Supplied text -
#####

Every clinical trial is led by a principal investigator, who is usually a doctor, along with a team of nurses and others researchers. The FDA requires a multi-phase clinical trials process to be completed before deciding if the medicine under investigation is safe and effective for a broader patient population. Usually, the number of human volunteers in the trial increases as the treatment moves through these phases, which is why innovative medicines cannot be developed without the help of volunteers who participate in clinical trials.
Scientists at the FDA carefully review all the data from all of the studies on the drug under investigation and, after weighing the benefits and risks of the potential medicine, decide whether to grant approval. Occasionally, the FDA will ask for additional research before granting approval or even convene an independent expert panel to consider data presented by the FDA and the company. The panel will then advise the agency on whether to approve the application and under what conditions.

#####

(Annotated photo localization data)
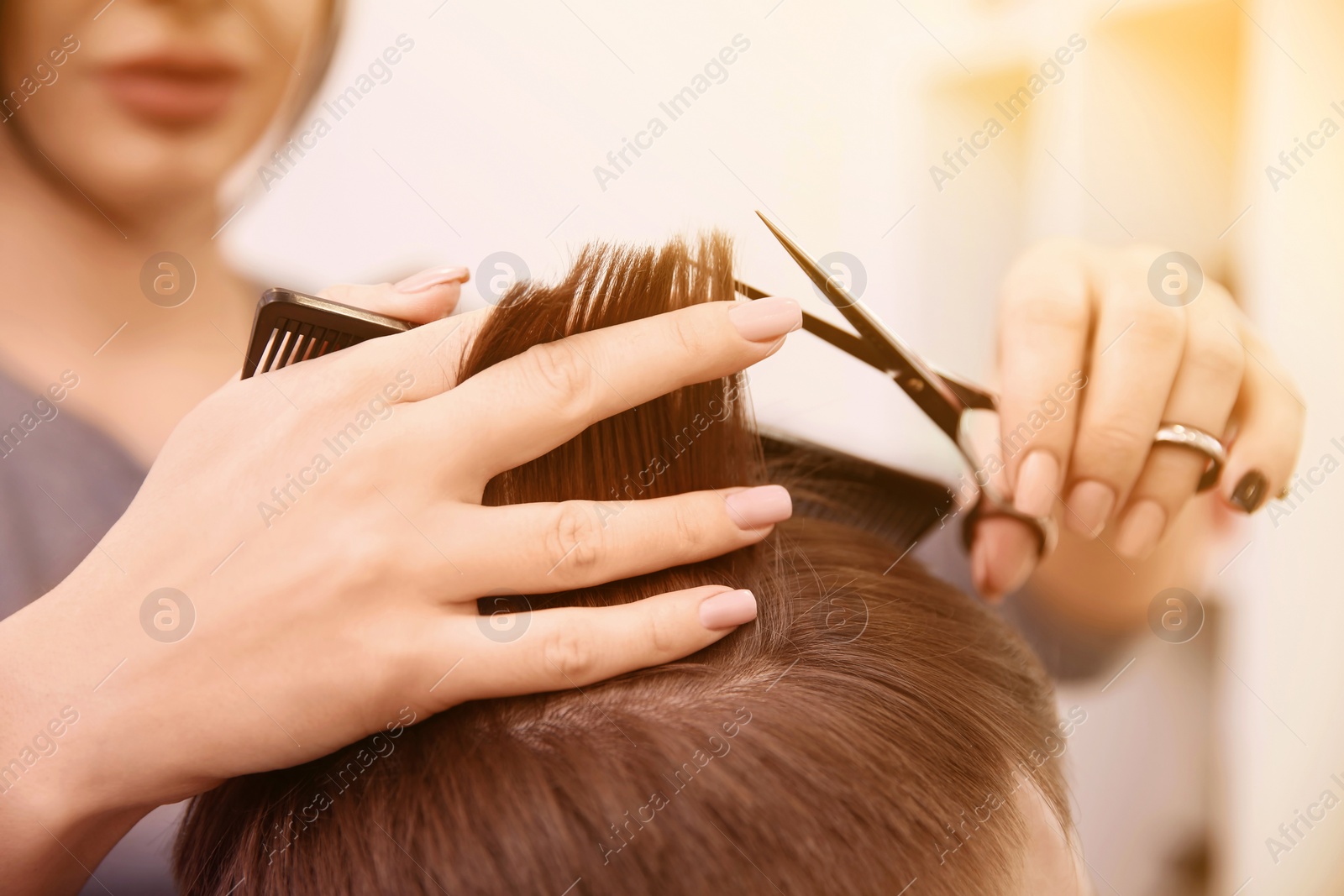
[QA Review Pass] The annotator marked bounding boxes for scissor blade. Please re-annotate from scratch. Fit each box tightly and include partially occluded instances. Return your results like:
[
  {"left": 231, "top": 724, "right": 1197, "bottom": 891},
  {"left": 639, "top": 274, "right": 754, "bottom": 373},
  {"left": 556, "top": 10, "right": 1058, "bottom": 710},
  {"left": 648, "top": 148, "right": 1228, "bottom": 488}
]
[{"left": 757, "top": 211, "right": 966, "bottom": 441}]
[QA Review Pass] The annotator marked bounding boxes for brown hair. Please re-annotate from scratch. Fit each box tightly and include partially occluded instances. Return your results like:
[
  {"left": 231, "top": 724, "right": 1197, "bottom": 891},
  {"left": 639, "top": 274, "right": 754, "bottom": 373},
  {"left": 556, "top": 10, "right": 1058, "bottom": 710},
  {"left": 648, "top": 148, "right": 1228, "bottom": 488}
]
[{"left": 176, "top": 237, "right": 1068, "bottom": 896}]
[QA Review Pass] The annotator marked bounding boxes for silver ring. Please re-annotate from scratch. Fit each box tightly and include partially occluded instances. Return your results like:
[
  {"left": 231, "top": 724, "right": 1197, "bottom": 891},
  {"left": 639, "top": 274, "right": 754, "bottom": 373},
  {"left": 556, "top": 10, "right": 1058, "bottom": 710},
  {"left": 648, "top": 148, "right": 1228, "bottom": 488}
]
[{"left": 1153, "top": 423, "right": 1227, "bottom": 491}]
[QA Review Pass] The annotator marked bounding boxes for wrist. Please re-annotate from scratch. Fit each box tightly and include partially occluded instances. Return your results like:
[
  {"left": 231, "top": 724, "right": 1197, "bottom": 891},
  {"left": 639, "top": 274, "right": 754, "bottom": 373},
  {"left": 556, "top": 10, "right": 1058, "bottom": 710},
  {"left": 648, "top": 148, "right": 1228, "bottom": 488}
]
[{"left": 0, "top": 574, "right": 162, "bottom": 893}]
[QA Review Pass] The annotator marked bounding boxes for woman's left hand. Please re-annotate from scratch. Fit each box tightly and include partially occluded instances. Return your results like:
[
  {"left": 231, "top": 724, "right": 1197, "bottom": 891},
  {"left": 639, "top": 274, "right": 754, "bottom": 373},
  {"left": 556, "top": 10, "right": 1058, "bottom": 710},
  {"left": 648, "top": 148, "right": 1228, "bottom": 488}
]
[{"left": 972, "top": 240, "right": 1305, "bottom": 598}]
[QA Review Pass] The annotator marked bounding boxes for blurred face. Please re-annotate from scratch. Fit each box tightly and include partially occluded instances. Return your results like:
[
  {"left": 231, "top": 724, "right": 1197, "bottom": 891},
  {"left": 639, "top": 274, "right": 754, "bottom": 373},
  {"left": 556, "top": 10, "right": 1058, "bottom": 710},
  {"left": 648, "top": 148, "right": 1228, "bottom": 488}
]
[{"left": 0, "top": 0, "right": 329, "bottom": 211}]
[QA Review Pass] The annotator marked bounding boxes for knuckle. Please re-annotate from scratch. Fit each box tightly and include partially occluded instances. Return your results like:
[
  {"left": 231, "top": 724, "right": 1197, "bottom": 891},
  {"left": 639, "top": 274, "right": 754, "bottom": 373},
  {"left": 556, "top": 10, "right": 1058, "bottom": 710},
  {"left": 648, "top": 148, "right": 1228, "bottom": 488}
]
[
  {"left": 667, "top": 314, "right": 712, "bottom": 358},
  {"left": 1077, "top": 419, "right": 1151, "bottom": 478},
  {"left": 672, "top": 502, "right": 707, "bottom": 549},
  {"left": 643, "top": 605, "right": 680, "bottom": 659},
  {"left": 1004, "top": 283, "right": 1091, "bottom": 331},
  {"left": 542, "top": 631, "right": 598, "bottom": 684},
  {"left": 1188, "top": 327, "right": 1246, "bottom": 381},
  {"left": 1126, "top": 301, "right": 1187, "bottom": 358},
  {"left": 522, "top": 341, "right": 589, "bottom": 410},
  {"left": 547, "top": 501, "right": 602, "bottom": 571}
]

#####

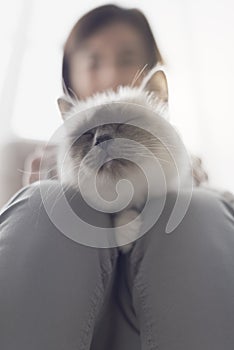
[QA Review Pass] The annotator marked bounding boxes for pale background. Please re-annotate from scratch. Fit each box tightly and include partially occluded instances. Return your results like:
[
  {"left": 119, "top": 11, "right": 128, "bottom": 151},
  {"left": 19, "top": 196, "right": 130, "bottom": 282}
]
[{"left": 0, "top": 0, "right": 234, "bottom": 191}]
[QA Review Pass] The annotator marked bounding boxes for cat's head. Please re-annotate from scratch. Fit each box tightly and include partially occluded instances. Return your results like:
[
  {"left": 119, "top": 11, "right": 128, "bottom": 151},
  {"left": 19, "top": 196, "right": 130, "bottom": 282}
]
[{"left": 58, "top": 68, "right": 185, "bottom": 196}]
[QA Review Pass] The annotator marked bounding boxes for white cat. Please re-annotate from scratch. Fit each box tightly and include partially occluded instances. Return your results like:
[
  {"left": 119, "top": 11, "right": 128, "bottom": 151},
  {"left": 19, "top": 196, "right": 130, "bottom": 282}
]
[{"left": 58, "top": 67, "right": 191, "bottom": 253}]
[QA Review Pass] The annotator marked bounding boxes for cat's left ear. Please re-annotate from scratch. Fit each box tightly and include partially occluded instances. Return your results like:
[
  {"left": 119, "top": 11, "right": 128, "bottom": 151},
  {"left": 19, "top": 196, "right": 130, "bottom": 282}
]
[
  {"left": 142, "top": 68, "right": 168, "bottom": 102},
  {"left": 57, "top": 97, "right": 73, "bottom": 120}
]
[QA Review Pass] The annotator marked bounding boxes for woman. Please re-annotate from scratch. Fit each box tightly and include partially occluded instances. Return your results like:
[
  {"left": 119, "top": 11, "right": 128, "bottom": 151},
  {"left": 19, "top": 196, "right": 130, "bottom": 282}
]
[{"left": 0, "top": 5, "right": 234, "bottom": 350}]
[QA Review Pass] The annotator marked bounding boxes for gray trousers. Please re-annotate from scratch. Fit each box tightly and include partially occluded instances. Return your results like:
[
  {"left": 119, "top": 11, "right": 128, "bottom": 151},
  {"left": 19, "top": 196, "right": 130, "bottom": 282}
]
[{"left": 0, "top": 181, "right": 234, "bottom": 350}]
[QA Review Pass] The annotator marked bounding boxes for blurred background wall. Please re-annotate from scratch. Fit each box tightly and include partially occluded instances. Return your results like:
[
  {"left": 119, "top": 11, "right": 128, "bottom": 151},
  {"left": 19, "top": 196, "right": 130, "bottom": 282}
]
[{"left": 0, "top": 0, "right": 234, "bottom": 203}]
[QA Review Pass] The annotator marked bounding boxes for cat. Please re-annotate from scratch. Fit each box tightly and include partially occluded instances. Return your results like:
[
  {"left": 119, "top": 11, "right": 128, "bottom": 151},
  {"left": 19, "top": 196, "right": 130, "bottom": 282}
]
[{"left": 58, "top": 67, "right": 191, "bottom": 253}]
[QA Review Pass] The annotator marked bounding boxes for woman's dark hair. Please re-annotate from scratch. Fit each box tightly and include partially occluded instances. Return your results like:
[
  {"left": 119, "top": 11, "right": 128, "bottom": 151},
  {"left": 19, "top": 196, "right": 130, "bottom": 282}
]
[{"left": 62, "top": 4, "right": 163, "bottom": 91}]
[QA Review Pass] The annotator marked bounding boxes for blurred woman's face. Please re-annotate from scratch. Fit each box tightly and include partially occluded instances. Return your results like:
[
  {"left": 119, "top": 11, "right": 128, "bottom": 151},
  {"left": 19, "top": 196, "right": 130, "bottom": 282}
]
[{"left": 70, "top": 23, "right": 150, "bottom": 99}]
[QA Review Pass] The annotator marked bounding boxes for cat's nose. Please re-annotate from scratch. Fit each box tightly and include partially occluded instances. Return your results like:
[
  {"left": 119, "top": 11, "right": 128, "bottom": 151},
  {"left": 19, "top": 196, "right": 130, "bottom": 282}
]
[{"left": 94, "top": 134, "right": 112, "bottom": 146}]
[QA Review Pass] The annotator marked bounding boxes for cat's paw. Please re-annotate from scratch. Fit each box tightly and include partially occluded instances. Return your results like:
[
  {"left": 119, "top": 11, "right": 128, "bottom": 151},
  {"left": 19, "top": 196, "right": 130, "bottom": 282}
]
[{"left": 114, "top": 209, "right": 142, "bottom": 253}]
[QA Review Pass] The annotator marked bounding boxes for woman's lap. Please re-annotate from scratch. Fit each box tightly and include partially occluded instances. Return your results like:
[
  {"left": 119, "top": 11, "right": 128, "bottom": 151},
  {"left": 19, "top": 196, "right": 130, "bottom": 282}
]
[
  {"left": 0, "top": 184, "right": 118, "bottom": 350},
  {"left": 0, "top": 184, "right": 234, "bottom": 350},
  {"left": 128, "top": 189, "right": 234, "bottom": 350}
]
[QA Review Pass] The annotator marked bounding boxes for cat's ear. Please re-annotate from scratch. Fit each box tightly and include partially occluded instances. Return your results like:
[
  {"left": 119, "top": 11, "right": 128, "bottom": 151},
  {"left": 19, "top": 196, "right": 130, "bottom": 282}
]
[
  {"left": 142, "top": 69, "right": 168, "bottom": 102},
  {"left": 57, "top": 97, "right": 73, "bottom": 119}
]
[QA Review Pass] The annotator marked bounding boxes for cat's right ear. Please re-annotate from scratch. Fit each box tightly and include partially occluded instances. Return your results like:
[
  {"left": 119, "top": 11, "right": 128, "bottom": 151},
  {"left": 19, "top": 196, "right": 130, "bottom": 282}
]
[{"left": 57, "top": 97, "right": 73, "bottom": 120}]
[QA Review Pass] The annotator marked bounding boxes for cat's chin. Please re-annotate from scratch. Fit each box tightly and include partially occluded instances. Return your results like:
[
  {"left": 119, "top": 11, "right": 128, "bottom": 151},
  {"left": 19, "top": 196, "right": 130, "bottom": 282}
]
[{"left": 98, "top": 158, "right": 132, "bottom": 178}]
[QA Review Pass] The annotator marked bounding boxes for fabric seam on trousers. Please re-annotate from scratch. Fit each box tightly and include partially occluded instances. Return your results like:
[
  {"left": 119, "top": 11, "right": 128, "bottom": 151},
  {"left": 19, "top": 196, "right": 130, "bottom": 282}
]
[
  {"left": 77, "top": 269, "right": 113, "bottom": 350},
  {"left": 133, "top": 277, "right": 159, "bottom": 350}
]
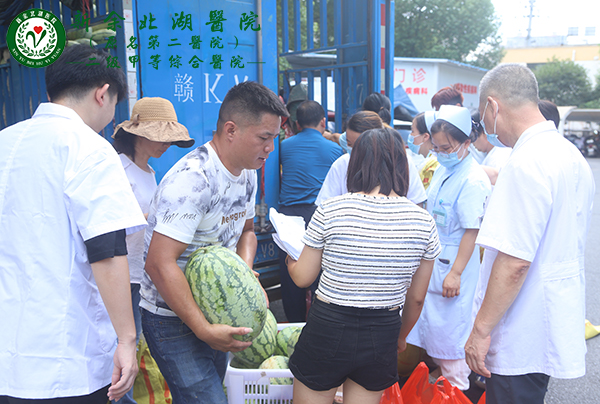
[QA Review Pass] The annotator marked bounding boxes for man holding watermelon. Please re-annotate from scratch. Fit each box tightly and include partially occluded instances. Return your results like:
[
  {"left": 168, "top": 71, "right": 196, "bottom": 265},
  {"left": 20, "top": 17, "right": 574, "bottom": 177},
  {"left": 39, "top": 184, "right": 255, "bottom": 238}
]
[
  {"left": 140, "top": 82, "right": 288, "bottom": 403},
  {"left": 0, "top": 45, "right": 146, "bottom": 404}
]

#####

What you need to do -
1. Quote the passage on clinical trials and drug approval word for word, taking the stretch from "Scientists at the" through "under what conditions.".
2. Extend the passage on clinical trials and FDA drug approval, picking up right after its final sentence.

Results in order -
1.
Scientists at the FDA carefully review all the data from all of the studies on the drug under investigation and, after weighing the benefits and risks of the potential medicine, decide whether to grant approval. Occasionally, the FDA will ask for additional research before granting approval or even convene an independent expert panel to consider data presented by the FDA and the company. The panel will then advise the agency on whether to approve the application and under what conditions.

2.
Developing a new medicine begins with understanding the disease or condition as thoroughly as possible. Basic research provides clues about how to treat diseases and potential ways to target the symptoms or underlying causes. Armed with an idea, researchers work to understand biological targets for a potential medicine. A “drug target” can be a protein, RNA, DNA or other molecule that is somehow involved in the disease. Researchers conduct studies in cells, tissues and animal models to determine whether the target can be influenced by a medicine. They then look for a lead compound — a promising molecule that could influence the target and, potentially, become a medicine. This is the first step in the discovery and development process, which spans from initial research to the delivery of life-saving or life-enhancing new medicine.
Increasing diverse enrollment in clinical trials is a critical step to improving access to medicine development and the biopharmaceutical industry has taken steps to enhance clinical trial diversity. The demographics of a clinical trial should, to the extent possible, reflect the intended treatment population. In addition to individual company efforts, PhRMA and its members voluntarily developed and adopted industry wide principles on clinical trial diversity. These principles, which took effect in April of 2021, focus on four main areas: building trust and acknowledging the historic mistrust of clinical trials within Black and Brown communities, reducing barriers to clinical trial access, using real-world data to enhance information on diverse populations beyond product approval and enhancing information about diversity and inclusion in clinical trial participation. Yet despite progress and the steps taken by the FDA and the biopharmaceutical industry, clinical trials do not always reflect the demographics of the intended treatment populations for many reasons.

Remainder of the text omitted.